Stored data
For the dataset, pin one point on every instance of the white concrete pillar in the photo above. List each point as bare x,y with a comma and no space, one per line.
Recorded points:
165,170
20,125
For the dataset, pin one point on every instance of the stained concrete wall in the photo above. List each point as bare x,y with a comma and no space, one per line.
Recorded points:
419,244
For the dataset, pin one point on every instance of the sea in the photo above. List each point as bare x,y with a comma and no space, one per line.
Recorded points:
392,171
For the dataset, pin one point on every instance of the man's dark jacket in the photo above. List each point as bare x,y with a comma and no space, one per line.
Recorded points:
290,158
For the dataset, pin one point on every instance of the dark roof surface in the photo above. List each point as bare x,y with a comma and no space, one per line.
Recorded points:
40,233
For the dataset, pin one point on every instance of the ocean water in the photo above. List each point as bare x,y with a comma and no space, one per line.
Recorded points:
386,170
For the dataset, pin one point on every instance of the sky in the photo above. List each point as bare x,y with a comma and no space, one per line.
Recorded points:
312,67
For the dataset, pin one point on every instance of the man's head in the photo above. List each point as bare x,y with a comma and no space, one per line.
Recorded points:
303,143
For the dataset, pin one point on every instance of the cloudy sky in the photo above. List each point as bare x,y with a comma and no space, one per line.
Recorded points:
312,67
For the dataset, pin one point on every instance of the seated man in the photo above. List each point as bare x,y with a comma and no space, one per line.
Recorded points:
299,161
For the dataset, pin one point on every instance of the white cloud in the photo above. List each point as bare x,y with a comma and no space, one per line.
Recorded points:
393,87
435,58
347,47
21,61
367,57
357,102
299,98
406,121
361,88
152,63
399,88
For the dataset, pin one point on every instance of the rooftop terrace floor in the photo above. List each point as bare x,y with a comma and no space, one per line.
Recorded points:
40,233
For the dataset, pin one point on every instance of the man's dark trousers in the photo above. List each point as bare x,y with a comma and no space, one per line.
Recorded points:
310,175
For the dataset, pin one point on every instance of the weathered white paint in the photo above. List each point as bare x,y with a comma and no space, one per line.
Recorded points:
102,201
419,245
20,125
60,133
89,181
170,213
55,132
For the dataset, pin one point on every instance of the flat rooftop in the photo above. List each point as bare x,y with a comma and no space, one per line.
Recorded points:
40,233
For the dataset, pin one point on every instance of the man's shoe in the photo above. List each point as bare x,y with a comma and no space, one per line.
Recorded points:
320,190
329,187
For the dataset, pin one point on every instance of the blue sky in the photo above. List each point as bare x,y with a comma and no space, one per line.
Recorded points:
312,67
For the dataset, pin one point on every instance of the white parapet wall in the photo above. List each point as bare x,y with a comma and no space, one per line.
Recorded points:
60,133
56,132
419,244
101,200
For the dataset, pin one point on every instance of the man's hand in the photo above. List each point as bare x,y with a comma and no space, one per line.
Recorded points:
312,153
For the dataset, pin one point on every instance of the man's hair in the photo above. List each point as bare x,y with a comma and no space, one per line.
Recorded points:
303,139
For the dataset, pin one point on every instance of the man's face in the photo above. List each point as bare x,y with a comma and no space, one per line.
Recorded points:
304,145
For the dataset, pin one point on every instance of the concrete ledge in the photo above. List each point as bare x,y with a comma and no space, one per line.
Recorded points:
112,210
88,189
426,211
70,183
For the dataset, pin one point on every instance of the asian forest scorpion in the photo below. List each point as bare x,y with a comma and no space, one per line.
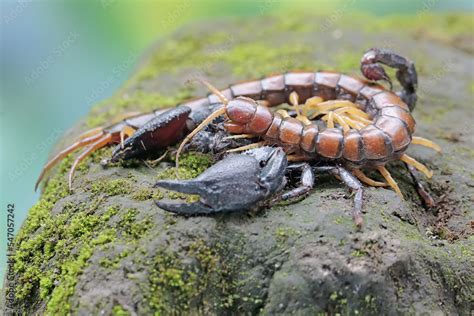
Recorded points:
324,122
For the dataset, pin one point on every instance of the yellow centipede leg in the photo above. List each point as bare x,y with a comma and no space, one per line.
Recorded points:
418,165
362,177
354,111
310,104
388,177
330,122
340,120
283,113
417,140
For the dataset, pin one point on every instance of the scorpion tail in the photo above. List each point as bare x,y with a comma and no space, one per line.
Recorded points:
103,141
83,140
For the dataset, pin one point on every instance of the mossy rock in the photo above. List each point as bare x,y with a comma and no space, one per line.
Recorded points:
106,248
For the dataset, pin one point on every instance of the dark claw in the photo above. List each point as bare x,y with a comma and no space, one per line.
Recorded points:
164,130
371,68
238,182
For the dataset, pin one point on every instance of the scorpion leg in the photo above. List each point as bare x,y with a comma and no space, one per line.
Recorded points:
353,184
406,72
427,199
362,177
391,182
235,183
307,183
418,165
127,131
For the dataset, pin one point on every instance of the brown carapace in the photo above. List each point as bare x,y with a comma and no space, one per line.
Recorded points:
335,118
366,125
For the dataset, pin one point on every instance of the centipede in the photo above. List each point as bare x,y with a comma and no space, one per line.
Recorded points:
322,120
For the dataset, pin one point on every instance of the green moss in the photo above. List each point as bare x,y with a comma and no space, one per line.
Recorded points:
201,285
118,310
114,262
144,194
111,187
133,229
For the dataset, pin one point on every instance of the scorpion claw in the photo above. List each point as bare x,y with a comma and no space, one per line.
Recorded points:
236,183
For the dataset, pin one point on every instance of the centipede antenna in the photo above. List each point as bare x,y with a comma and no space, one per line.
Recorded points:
93,147
85,139
214,90
203,124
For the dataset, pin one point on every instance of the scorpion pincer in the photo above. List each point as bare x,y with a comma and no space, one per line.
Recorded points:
337,124
260,175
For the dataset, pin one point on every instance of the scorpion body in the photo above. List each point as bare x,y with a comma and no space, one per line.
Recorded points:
375,126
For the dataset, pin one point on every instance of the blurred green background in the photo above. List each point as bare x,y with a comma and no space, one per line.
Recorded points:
58,58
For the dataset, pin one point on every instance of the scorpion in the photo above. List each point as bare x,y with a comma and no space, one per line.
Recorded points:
324,122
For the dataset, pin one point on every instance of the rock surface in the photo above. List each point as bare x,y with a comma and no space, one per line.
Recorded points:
107,248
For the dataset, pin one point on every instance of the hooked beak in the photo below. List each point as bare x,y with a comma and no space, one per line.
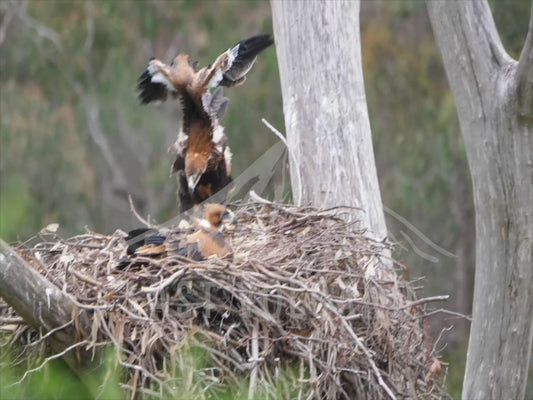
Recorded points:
192,181
228,220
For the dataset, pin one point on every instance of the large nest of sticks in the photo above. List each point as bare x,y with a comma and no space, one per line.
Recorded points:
300,311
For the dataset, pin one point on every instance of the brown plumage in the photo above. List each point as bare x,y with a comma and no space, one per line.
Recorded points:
203,157
206,242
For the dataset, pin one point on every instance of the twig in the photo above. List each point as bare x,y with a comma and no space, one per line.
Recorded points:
46,361
134,211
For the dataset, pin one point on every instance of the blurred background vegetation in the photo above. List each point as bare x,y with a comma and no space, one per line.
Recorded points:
75,141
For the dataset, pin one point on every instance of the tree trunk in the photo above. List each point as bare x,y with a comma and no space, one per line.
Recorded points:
326,117
493,95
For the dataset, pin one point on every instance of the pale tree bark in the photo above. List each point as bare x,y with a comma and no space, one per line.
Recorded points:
494,99
326,117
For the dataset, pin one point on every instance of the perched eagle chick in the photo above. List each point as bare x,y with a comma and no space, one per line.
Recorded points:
203,157
208,241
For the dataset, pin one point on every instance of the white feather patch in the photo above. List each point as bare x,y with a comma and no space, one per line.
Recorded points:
218,134
232,54
216,79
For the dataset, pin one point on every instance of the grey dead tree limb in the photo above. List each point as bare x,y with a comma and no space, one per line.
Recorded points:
494,99
43,306
326,118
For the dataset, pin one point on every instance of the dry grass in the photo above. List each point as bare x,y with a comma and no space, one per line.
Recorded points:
297,313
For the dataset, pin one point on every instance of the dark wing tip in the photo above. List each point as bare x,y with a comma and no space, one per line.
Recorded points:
253,45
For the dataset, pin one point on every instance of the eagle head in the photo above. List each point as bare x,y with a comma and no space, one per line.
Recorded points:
220,217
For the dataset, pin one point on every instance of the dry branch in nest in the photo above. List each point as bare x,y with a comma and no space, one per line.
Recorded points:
294,314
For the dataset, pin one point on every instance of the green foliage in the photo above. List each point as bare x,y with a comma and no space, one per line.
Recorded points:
55,380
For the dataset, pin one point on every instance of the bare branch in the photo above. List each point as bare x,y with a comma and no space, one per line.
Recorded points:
477,54
525,74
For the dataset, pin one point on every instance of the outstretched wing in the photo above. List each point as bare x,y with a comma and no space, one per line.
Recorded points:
155,84
242,57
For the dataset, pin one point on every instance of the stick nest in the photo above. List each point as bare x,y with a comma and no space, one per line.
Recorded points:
298,312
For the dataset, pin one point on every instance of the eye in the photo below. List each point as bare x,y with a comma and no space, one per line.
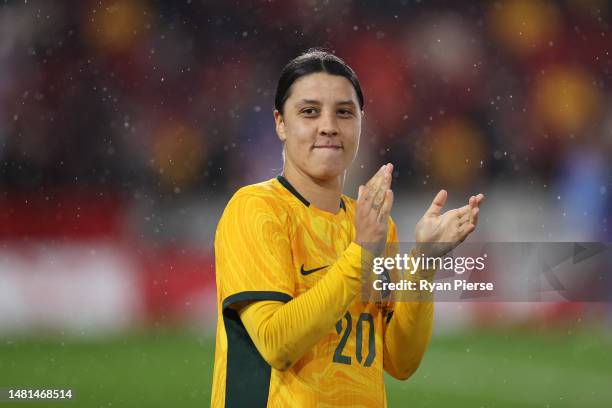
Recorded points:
309,112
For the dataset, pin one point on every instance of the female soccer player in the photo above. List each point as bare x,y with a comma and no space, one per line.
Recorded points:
292,328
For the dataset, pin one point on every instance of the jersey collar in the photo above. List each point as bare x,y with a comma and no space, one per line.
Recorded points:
297,194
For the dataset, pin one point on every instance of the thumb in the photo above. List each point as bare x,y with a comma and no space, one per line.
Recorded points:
437,203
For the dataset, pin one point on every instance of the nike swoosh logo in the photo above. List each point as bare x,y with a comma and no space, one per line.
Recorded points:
309,271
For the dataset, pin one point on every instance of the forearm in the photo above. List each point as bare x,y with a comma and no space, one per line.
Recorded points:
407,337
284,332
407,334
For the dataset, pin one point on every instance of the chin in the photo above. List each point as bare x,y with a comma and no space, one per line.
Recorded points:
328,172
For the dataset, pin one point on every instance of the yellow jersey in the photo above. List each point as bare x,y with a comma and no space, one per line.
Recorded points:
271,244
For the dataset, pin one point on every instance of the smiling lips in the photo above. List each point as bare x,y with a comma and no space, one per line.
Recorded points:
333,147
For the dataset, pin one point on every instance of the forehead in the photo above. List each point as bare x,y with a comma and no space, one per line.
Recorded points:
323,87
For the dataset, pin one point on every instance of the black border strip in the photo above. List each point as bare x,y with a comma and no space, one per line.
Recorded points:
296,193
255,295
247,374
292,189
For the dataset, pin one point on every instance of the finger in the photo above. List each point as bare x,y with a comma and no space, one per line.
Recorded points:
474,217
379,194
366,203
463,211
375,180
465,216
472,202
437,203
385,211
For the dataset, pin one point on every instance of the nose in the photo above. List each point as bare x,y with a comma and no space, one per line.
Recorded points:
328,125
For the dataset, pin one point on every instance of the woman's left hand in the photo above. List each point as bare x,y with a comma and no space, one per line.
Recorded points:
437,233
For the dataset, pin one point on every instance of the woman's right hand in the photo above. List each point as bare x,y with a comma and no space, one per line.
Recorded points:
374,203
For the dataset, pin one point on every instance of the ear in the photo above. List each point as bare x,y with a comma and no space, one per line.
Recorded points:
280,125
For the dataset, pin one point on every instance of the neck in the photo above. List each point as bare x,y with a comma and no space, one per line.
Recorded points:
323,194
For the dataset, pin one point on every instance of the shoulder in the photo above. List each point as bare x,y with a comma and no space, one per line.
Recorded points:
264,197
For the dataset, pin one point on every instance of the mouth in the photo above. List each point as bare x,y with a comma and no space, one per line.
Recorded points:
330,147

Required task
The required output is the span of lines from the one containing "of the finger" to the last line, reproduced character for character.

Solution to this exercise
For the dataset, pin one point on every instance of the finger in the photo above. List each point as bare x,y with a comma and no space, one per line.
Recorded points:
474,217
379,194
366,203
463,211
375,180
465,216
472,202
437,203
385,211
For the dataset, pin one point on every instance of the nose in the photo above. List each point as bare x,y with a comma and no space, one per line.
Recorded points:
328,125
For the dataset, pin one point on every instance of the woman's left hand in the photo above. List each point as bare x,y with a comma and no space, one per line.
Recorded points:
437,233
For the dataset, pin one point on every instance of the woman's right hand in the photo above. List each point as bare x,y with a comma and no space, one per line.
Recorded points:
374,203
For the dataset, pin one point on every instance of the ear in the photo above. List each point as bare x,y with a comma and no space, one per line.
Recorded points:
280,125
For the dataset, pin one point on every instance of the neck in the photo above. List each point as bare x,y with a comma and no space, one per line.
Recorded points:
323,194
For the dataset, pin one point on every instance of the shoulder in the photo above. List each point as bare x,y with a comma and no space, one per line.
Recorded points:
264,197
For the dataset, pin one point on every instance of the mouth in the photo above. List each point as bare x,y with a comma and no space, one per line.
Recorded points:
330,147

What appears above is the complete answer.